■ Problem set ■
1. Translate this sentence from the news report on the Boulder supermarket shooting into Spanish: "Investigators have not established a motive, but they believe he was the only shooter, Boulder County District Attorney Michael Dougherty said."
2. Summarize the news report on the Boulder supermarket shooting in two sentences.
3. Answer these questions using the news report on the Boulder supermarket shooting:
(a) On what date did the suspect buy the assault weapon?
(b) How many people died in the 2018 shooting at Marjory Stoneman Douglas High School?
(c) What group backed the lawsuit challenging Boulder's bans?

■ Provided text ■
== == ==
» Officials: Gun in shooting bought 6 days earlier,
Police on Tuesday identified a 21-yearold man as the suspect who opened fire inside a crowded Colorado supermarket, and court documents showed that he purchased an assault weapon less than a week before the attack that killed 10 people, including a police officer.
Supermarket employees told investigators that Ahmad Al Aliwi Alissa shot an elderly man multiple times Monday outside the Boulder grocery store before going inside, according to the documents. Another person was found shot in a vehicle next to a car registered to the suspect’s brother.
Authorities said Alissa was from the Denver suburb of Arvada and that he engaged in a shootout with police inside the store. The suspect was being treated at a hospital and was expected to be booked into the county jail later in the day on murder charges.
Investigators have not established a motive, but they believe he was the only shooter, Boulder County District Attorney Michael Dougherty said.
The suspect purchased the assault weapon just six days before the shooting, on March 16, according to the arrest affidavit.
The shooting came 10 days after a judge blocked a ban on assault rifles passed by the city of Boulder in 2018. That ordinance and another banning large-capacity magazines came after the 2018 mass shooting at Marjory Stoneman Douglas High School in Parkland, Florida, that left 17 people dead.
A lawsuit challenging the bans was filed quickly, backed by the National Rifle Association. The judge struck down the ordinance under a Colorado law that blocks cities from making their own rules about guns.
A law enforcement official briefed on the shooting said the suspect’s family told investigators they believed Alissa was suffering some type of mental illness, including delusions. Relatives described times when Alissa told them people were following or chasing him, which they said may have contributed to the violence, the official said. The official was not authorized to speak publicly and spoke to AP on condition of anonymity.
== == ==
■ Source material ■
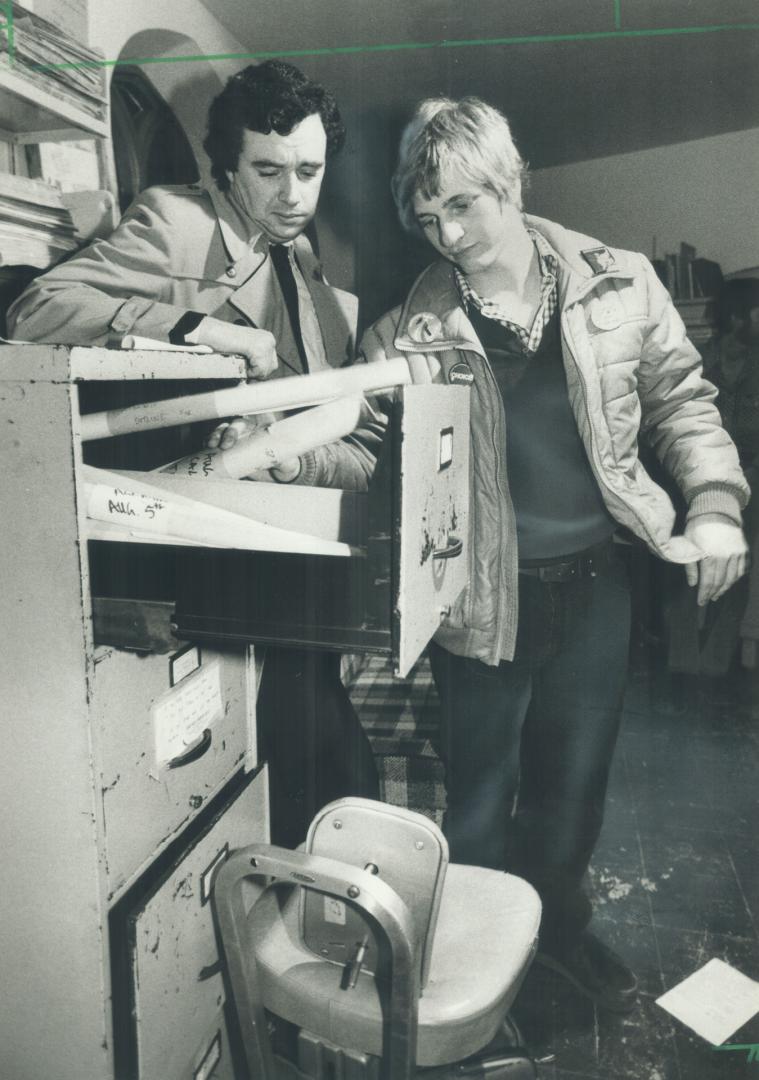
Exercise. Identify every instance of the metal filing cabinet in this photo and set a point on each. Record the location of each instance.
(129, 760)
(109, 835)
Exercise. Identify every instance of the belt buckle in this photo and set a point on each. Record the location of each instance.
(559, 571)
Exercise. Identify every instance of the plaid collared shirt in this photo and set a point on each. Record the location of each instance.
(530, 338)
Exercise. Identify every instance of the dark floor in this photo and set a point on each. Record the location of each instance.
(675, 876)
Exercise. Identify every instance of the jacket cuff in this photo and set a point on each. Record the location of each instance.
(146, 318)
(716, 499)
(307, 476)
(179, 334)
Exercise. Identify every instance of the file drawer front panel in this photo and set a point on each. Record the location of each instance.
(175, 970)
(164, 750)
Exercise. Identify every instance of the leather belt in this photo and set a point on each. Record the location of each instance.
(585, 564)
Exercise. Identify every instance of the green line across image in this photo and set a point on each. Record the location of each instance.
(411, 45)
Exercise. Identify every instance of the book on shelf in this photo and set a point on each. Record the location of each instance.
(36, 228)
(56, 63)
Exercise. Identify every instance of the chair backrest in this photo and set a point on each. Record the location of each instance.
(406, 849)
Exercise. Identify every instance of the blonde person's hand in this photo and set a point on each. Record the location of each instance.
(724, 555)
(257, 347)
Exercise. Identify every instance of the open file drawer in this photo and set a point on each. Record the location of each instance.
(409, 531)
(404, 541)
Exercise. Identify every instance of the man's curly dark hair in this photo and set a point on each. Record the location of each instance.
(267, 97)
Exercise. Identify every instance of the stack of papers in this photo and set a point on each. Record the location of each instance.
(36, 229)
(56, 63)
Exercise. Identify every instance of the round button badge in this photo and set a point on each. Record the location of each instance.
(607, 311)
(424, 327)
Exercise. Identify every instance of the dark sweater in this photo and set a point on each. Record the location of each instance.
(558, 507)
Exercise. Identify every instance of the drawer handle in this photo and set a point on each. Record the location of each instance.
(453, 549)
(209, 971)
(197, 750)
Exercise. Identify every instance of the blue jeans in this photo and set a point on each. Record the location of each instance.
(527, 745)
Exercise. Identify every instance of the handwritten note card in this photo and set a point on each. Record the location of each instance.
(180, 715)
(715, 1001)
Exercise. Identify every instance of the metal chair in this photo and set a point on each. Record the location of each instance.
(382, 959)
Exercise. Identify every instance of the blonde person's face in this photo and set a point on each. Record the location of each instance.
(279, 177)
(468, 224)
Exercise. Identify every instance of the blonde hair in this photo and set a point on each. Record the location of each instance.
(469, 137)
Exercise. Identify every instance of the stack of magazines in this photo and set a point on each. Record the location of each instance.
(55, 63)
(36, 229)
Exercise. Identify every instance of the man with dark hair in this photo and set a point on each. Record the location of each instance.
(229, 267)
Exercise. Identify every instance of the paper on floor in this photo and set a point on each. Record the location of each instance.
(715, 1001)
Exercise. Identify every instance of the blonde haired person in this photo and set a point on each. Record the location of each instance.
(573, 351)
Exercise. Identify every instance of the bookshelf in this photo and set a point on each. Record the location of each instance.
(697, 314)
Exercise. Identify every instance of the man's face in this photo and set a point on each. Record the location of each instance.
(468, 224)
(279, 177)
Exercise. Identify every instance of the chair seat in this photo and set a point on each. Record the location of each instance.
(484, 942)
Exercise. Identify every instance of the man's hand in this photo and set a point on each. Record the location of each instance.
(257, 347)
(726, 555)
(225, 435)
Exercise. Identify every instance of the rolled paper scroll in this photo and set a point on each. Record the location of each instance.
(145, 510)
(271, 395)
(273, 446)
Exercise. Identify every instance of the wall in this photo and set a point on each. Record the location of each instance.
(702, 191)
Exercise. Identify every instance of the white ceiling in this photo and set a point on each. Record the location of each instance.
(567, 99)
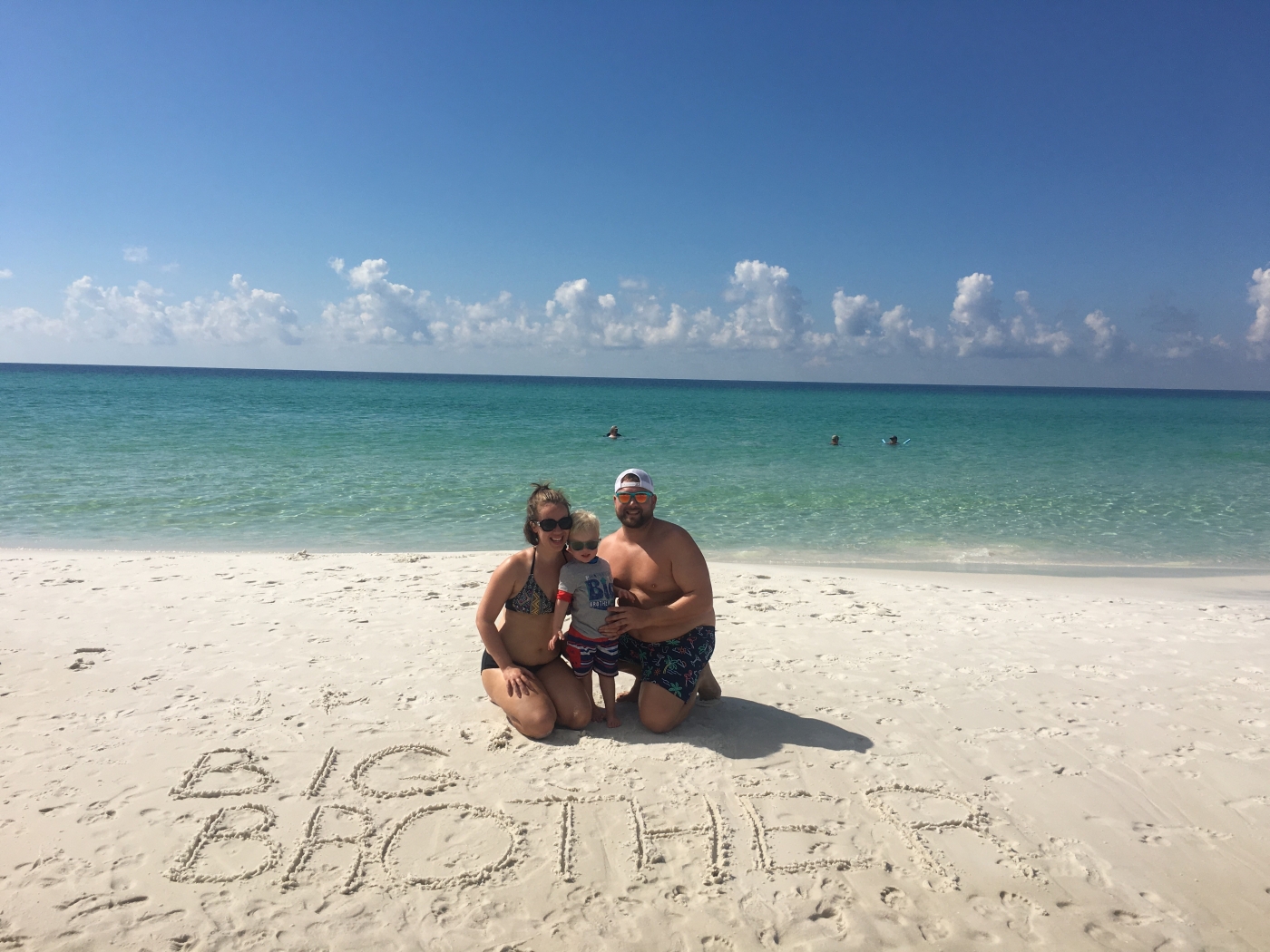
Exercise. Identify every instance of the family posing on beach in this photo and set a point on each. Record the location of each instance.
(640, 602)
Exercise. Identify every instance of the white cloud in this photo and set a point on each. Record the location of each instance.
(1187, 345)
(978, 327)
(1259, 332)
(770, 314)
(860, 324)
(1108, 340)
(245, 315)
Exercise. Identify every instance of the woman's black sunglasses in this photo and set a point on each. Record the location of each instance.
(550, 524)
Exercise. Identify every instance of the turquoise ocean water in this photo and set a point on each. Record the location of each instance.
(226, 460)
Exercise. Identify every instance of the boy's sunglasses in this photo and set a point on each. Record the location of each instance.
(550, 524)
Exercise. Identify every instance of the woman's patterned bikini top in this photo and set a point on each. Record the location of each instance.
(531, 599)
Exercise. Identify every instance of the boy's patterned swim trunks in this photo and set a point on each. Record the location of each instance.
(584, 654)
(676, 664)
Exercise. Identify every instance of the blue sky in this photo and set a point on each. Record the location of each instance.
(641, 189)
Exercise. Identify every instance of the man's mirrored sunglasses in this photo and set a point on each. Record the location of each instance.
(550, 524)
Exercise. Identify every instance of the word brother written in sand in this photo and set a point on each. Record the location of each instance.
(403, 828)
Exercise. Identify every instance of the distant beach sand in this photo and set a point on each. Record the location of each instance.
(260, 752)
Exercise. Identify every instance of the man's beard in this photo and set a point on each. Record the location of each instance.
(635, 518)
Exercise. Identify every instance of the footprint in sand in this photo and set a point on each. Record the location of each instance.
(894, 898)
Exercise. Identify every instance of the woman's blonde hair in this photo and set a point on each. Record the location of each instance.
(583, 520)
(542, 495)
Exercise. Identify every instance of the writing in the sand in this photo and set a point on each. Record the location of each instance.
(441, 843)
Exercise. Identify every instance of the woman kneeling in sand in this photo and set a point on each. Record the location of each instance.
(521, 673)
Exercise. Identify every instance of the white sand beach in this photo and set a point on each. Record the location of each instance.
(259, 752)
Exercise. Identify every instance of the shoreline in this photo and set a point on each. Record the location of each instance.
(210, 751)
(1066, 570)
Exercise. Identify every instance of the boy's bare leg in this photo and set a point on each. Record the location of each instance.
(607, 688)
(590, 687)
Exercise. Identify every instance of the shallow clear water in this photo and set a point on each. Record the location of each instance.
(131, 457)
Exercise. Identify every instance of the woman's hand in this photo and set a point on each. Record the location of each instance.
(518, 682)
(624, 618)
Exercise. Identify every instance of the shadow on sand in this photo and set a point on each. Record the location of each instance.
(736, 727)
(743, 730)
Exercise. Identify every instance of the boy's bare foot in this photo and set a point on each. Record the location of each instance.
(708, 688)
(632, 695)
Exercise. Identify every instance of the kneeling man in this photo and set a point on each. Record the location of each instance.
(666, 607)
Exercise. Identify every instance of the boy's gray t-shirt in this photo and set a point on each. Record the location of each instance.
(588, 588)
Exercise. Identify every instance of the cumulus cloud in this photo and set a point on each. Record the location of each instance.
(1181, 335)
(1108, 340)
(385, 313)
(91, 311)
(770, 315)
(860, 324)
(1259, 332)
(978, 327)
(762, 311)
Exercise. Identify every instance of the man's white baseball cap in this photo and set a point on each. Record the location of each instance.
(624, 485)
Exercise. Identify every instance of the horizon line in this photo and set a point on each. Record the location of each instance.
(573, 380)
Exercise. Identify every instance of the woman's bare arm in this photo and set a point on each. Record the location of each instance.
(562, 609)
(497, 592)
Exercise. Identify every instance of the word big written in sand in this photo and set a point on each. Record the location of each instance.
(440, 843)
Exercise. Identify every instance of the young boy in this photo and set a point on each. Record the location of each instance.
(587, 589)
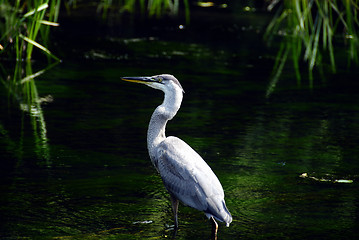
== == ==
■ Answers by task ■
1. Los investigadores no han establecido un móvil, pero creen que él fue el único tirador, dijo el fiscal de distrito del condado de Boulder, Michael Dougherty.

2. Police identified 21-year-old Ahmad Al Aliwi Alissa of Arvada as the suspect in a shooting at a Boulder, Colorado, supermarket that killed 10 people, including a police officer, and court documents show he bought an assault weapon on March 16, six days before the attack. The shooting came 10 days after a judge struck down Boulder's 2018 assault rifle ban under a state law, and while no motive has been established, the suspect's family told investigators they believed he suffered from mental illness, including delusions.

3.
(a) March 16
(b) 17
(c) The National Rifle Association